| What you will do |
Give everything in the material below from the line containing "Place one point per instance of the church tower." down to the last line, both included, as a JSON list of strings with one string per line. Leave out blank lines.

| Dataset records |
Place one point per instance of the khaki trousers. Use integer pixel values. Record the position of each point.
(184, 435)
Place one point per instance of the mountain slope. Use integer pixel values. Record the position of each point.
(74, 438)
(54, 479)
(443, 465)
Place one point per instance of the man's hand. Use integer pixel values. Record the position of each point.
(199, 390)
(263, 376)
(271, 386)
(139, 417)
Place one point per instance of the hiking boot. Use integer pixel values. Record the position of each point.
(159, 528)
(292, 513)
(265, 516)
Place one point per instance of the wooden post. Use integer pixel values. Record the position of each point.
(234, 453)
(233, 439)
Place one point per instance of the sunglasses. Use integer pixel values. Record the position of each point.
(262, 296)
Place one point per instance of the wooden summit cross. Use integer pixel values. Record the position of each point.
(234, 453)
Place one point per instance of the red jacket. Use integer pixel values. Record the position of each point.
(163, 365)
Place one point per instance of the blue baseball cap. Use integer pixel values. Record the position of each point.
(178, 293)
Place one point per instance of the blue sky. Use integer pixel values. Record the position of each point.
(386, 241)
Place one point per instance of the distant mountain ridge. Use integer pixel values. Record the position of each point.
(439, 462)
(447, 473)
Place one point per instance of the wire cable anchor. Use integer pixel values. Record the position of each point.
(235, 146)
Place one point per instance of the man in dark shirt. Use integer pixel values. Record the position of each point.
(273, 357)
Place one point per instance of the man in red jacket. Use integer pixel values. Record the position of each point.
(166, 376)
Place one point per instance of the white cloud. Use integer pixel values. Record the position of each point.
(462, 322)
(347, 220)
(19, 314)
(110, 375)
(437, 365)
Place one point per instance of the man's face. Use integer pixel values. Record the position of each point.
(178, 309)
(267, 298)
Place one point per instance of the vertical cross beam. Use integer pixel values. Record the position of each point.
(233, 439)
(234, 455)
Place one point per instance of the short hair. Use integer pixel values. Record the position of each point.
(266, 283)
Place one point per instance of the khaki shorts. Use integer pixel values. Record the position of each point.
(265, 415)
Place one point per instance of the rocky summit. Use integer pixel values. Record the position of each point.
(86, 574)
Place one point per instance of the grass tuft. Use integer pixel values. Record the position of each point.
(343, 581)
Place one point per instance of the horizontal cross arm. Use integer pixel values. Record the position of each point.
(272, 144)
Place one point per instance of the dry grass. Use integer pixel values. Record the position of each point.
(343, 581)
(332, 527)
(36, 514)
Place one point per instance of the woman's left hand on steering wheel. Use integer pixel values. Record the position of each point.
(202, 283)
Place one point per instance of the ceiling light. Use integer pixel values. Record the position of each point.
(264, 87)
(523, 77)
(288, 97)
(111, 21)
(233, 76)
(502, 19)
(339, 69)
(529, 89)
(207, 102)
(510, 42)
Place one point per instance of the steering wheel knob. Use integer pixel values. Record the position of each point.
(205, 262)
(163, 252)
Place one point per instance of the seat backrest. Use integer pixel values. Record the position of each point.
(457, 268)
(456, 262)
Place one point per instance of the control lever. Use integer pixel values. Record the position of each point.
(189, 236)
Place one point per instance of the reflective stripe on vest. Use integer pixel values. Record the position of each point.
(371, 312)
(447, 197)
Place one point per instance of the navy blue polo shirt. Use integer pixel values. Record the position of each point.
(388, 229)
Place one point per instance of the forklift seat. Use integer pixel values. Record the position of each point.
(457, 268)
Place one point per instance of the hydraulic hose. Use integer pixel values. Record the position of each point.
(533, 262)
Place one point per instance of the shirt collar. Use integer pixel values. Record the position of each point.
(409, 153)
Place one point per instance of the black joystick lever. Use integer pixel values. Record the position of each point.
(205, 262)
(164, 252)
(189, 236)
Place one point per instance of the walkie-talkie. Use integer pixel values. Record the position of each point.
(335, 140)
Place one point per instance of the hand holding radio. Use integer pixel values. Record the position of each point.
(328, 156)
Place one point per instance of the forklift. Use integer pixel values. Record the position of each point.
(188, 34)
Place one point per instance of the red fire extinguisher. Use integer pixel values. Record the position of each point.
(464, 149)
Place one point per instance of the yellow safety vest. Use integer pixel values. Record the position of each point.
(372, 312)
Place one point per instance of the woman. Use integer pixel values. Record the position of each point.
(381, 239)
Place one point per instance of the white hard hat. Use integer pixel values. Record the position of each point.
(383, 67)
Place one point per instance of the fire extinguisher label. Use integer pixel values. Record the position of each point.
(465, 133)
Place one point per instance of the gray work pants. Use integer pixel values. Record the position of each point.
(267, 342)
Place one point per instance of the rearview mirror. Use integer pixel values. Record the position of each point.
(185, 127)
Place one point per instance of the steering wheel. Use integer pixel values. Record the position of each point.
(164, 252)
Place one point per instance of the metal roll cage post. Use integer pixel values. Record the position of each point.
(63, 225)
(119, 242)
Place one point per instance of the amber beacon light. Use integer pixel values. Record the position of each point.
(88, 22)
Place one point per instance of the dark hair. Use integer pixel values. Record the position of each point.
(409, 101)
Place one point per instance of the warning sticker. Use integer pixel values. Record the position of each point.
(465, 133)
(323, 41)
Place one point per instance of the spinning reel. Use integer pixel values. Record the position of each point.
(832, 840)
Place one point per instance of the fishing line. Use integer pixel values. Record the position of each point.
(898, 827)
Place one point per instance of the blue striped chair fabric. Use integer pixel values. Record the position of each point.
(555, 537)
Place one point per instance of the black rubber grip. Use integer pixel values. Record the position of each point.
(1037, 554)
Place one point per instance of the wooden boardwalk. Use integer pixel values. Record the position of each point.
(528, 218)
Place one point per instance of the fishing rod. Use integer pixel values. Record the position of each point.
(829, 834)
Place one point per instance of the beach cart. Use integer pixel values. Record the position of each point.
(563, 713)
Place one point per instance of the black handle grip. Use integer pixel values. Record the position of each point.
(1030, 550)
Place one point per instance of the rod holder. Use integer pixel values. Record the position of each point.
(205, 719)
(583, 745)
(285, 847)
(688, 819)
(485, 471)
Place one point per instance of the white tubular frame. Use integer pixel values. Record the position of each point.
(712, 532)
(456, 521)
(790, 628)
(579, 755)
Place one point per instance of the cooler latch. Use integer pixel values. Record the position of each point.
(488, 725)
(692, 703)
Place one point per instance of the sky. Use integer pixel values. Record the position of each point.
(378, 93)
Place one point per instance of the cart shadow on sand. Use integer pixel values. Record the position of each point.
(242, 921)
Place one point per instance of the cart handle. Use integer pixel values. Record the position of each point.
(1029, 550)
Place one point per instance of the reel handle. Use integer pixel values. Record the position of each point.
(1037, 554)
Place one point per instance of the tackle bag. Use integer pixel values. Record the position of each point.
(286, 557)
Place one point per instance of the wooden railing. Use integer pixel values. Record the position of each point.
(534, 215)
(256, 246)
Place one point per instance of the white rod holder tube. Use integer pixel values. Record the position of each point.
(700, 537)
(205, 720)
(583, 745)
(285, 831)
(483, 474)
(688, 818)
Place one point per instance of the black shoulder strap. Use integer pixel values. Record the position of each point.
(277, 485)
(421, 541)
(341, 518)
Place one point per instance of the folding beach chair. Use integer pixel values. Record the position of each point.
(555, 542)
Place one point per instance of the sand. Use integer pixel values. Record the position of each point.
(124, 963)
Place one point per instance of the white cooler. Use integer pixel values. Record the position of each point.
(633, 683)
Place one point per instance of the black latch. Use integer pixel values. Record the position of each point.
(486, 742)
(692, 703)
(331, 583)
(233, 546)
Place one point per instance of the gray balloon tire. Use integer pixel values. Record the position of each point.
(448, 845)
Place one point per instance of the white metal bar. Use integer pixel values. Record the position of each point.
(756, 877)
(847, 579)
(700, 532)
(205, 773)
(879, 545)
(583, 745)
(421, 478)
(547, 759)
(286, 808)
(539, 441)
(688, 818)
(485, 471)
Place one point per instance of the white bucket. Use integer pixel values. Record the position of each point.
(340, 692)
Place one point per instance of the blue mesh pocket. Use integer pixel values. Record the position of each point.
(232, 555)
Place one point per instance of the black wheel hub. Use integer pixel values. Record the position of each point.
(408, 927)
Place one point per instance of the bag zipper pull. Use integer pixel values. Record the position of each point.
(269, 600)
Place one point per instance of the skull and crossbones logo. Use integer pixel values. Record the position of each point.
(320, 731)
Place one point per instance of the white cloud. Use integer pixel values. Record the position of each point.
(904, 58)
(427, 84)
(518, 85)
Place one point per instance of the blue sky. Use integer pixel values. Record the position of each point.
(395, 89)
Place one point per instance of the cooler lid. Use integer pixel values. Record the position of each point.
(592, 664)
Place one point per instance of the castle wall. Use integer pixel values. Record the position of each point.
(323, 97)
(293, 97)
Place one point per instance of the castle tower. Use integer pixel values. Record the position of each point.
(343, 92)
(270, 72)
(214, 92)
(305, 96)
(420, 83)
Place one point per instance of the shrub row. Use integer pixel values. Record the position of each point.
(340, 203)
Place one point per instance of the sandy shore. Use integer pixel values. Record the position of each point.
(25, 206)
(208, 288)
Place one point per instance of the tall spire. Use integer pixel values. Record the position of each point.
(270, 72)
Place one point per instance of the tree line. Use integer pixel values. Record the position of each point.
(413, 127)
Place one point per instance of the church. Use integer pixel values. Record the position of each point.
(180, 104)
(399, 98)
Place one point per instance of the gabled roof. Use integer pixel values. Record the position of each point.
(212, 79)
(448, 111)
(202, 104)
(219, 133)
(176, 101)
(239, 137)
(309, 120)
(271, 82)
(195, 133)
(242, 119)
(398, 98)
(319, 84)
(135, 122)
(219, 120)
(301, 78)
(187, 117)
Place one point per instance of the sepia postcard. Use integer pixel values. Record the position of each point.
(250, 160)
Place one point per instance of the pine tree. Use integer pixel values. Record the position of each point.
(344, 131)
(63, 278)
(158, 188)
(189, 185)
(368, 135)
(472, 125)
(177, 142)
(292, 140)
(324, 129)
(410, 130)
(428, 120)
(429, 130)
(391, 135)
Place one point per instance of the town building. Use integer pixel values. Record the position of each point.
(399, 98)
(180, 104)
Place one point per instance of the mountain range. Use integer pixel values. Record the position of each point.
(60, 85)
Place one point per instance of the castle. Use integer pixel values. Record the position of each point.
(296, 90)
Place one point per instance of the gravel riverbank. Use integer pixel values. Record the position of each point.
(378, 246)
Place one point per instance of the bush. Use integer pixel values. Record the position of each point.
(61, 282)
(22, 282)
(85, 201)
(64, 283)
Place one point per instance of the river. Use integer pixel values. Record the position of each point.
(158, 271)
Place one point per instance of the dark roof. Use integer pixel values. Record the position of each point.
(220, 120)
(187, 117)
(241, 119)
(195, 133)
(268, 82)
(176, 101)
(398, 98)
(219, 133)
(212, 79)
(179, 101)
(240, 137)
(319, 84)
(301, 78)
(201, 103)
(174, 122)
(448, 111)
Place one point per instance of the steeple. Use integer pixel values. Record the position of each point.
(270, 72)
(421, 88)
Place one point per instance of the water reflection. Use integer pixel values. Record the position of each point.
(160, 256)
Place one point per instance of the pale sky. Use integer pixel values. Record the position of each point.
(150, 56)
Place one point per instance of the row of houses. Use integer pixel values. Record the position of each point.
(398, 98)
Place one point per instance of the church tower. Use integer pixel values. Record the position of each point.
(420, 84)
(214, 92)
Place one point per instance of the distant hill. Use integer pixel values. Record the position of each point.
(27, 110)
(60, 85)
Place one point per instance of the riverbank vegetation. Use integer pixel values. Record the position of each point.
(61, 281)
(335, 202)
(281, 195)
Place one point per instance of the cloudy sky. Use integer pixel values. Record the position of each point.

| Reply |
[
  "Place one point per instance of the church tower. Use integer pixel values. Record the position of each point.",
  "(420, 84)",
  "(214, 92)",
  "Place one point per instance of the distant hill. Use integer pixel values. Record the position of each point.",
  "(27, 110)",
  "(60, 85)",
  "Place one point per instance of the riverbank vegetation. Use integer pixel values. Record the position of each point.",
  "(61, 281)",
  "(335, 202)",
  "(281, 195)",
  "Place one point per instance of the cloudy sky. Use integer pixel values. Record the position of each point."
]